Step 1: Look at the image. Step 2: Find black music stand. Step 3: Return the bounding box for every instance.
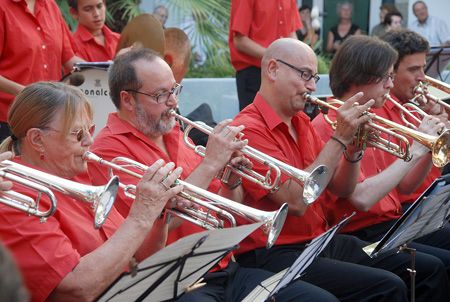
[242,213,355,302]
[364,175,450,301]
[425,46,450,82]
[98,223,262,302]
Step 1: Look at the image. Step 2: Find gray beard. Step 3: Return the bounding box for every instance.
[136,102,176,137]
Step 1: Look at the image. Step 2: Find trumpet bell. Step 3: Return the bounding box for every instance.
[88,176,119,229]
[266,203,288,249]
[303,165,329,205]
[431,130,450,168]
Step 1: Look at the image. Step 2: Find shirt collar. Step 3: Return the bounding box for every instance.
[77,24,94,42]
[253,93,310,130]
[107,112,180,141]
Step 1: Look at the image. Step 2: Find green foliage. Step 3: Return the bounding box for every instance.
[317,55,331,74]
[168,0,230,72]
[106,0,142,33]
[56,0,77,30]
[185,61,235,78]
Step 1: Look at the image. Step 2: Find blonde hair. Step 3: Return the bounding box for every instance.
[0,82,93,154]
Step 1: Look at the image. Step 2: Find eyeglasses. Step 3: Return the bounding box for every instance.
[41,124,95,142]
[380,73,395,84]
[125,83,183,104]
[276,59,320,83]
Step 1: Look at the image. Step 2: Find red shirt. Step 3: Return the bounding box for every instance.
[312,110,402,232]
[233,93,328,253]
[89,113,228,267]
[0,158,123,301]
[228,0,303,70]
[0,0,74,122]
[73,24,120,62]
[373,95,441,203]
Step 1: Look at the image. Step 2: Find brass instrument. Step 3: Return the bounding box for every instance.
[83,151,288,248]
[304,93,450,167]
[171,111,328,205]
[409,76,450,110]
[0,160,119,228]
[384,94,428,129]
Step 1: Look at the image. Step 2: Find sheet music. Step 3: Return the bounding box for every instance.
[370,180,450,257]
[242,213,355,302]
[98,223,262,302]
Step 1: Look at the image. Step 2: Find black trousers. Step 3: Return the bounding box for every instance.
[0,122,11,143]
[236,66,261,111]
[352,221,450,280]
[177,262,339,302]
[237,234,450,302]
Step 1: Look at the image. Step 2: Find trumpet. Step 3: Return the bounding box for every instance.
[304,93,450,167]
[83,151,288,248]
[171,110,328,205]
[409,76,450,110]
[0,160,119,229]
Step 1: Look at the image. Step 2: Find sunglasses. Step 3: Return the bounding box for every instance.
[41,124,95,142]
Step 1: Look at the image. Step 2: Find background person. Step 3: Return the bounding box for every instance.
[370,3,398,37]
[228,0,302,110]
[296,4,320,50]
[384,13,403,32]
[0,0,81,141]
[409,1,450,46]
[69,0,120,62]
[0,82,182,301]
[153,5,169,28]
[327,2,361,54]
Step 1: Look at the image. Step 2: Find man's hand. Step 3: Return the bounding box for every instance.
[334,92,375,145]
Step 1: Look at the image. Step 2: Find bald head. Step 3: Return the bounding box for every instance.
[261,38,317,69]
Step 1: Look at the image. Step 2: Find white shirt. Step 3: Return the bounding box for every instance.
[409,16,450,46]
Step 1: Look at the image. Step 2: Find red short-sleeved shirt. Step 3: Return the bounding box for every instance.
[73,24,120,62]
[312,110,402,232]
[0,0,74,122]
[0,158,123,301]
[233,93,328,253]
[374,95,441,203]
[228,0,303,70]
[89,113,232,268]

---

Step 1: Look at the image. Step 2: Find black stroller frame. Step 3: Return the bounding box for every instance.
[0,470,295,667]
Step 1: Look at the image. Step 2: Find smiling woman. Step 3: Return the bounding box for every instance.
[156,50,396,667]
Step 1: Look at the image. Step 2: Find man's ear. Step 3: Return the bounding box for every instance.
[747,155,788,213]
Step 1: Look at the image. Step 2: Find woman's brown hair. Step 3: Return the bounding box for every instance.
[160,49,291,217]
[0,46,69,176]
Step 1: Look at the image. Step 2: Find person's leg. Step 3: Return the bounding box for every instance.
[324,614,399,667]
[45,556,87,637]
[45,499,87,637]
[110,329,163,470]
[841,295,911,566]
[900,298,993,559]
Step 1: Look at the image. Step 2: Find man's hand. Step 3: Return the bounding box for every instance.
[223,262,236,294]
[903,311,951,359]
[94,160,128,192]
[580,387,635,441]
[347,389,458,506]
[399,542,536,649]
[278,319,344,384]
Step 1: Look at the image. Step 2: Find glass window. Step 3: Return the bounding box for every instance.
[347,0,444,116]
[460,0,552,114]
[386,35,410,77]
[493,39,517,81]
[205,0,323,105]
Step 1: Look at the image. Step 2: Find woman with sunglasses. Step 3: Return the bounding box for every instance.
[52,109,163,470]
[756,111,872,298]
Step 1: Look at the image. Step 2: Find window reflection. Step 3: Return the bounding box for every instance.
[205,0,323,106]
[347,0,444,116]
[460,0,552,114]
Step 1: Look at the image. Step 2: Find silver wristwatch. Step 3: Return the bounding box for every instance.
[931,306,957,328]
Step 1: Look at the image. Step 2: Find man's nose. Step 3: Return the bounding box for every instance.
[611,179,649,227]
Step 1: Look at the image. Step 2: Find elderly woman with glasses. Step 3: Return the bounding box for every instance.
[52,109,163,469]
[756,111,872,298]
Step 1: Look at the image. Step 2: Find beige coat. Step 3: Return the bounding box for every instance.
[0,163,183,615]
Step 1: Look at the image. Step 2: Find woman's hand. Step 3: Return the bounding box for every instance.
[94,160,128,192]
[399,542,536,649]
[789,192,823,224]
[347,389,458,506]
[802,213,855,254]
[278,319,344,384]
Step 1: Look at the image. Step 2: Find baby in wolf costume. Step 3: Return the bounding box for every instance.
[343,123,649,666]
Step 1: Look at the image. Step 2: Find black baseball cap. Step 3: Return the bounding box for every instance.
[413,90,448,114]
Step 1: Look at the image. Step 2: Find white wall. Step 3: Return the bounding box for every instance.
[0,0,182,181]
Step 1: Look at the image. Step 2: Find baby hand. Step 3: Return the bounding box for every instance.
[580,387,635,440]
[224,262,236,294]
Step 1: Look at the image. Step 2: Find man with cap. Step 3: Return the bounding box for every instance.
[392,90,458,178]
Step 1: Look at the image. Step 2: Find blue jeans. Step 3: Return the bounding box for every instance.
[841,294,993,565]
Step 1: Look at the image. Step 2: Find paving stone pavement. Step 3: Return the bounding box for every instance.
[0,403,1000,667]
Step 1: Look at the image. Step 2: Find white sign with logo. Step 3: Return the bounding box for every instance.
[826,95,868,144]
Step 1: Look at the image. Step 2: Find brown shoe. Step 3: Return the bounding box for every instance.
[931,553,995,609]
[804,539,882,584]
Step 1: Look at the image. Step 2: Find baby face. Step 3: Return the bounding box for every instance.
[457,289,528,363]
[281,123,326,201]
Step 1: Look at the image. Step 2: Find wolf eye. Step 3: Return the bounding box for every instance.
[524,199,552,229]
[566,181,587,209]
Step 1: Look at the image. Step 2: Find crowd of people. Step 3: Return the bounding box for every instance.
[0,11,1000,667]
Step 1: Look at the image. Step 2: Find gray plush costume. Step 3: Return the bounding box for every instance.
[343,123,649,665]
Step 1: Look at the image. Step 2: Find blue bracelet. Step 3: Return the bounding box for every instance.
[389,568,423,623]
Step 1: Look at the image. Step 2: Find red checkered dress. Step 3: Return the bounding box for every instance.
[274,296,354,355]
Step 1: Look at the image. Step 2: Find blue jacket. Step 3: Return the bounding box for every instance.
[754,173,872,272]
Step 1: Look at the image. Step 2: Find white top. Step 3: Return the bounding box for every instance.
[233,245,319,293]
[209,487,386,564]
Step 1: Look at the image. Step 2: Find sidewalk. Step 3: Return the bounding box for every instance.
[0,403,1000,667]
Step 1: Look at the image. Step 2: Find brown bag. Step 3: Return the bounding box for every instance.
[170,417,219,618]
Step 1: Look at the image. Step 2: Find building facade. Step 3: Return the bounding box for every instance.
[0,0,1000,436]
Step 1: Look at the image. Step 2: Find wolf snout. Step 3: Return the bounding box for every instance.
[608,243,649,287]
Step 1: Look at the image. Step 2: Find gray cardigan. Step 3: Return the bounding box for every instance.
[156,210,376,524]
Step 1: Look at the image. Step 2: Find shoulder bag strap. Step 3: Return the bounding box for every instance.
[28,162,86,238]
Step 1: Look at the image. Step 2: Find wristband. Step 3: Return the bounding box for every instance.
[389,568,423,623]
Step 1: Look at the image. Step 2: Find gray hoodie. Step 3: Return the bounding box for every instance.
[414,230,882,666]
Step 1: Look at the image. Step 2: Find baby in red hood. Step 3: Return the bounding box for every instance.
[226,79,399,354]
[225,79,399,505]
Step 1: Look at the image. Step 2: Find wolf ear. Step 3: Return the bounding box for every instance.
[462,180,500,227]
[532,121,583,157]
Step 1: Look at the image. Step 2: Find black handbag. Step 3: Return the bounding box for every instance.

--

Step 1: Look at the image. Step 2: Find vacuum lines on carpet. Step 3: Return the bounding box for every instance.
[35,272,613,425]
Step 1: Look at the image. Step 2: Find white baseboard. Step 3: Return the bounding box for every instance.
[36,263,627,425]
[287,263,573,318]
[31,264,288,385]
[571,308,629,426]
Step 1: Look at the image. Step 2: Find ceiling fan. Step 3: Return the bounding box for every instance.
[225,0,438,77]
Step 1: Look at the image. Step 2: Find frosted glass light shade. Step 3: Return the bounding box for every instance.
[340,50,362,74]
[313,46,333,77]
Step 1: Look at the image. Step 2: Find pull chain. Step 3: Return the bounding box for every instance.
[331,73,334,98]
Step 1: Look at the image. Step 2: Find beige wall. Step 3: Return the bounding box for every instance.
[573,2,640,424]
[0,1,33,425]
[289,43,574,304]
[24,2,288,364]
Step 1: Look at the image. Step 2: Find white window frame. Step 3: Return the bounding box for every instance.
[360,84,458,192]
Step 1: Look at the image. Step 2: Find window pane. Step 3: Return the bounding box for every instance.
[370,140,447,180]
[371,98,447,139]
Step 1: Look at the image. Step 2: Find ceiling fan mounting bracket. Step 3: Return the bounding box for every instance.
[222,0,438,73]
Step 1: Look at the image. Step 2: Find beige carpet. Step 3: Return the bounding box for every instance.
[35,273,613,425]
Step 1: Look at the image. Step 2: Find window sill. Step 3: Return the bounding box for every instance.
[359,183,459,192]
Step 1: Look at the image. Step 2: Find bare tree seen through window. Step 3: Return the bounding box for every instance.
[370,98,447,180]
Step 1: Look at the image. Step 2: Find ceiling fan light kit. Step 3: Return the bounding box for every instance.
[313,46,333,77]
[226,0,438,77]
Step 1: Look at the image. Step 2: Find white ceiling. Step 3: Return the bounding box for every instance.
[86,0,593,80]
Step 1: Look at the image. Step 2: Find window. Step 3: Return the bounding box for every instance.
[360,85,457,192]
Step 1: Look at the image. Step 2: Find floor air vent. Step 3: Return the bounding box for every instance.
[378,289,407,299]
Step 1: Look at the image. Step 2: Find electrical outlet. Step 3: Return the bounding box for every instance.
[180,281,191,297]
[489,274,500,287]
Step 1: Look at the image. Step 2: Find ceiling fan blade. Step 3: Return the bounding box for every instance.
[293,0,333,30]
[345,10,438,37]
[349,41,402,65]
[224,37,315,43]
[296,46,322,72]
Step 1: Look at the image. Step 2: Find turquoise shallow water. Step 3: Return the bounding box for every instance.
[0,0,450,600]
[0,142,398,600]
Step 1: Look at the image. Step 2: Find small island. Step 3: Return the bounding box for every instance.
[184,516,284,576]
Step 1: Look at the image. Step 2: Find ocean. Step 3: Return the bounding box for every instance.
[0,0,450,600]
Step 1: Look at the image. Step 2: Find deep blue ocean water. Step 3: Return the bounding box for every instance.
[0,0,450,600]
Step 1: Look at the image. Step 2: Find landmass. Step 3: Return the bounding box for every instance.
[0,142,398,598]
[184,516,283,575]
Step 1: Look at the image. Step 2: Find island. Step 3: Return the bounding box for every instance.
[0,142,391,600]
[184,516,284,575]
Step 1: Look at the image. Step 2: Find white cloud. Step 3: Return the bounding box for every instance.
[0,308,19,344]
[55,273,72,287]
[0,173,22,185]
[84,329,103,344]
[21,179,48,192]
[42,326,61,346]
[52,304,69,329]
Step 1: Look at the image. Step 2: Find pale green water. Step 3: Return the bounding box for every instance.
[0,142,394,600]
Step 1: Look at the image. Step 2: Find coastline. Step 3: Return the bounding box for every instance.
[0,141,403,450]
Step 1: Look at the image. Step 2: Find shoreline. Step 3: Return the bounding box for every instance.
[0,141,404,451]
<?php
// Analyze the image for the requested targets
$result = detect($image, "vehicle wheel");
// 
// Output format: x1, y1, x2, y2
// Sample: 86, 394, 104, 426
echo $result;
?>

● CHALLENGE: Please rewrite the lines of the listing above, from the line containing "Step 1: Look at the image. Step 2: Find ceiling fan." through the line containing "[359,183,459,192]", inclusive, as a JSON list of strings with one string per line and blank lines omitted.

● CORRECT RESPONSE:
[
  "Step 1: Look at the image. Step 2: Find ceiling fan. Step 3: Return the bounding box for every instance.",
  "[225,0,438,77]",
  "Step 1: Look at the image. Step 2: Find frosted glass light shade. Step 3: Return the bounding box for every instance.",
  "[340,50,362,74]",
  "[313,46,333,77]",
  "Step 1: Look at the image. Step 2: Find pull chain. Step 3: Return the bounding box for every instance.",
  "[331,73,334,98]",
  "Step 1: Look at the image. Step 2: Find beige wall. Step 3: Return the bounding box for every instance.",
  "[573,2,640,424]",
  "[0,1,33,425]",
  "[289,43,574,304]",
  "[24,2,288,364]",
  "Step 1: Look at the image. Step 2: Find white window frame. Step 3: Return the bounding box for every instance.",
  "[360,84,458,192]",
  "Step 1: Look at the image. Step 2: Find window pane. Step 3: Return the bounding box for every instance.",
  "[370,140,447,180]",
  "[371,98,447,139]",
  "Step 1: Look at the image. Step 2: Find ceiling fan mounting bracket. Step 3: Return the bounding box for every instance.",
  "[222,0,438,73]",
  "Step 1: Look at the image. Step 2: Find beige carpet. Step 3: Return the bounding box for every instance.",
  "[35,273,613,425]",
  "Step 1: Look at the image. Step 2: Find window sill. Step 3: Return the bounding box for every instance.",
  "[359,183,459,192]"
]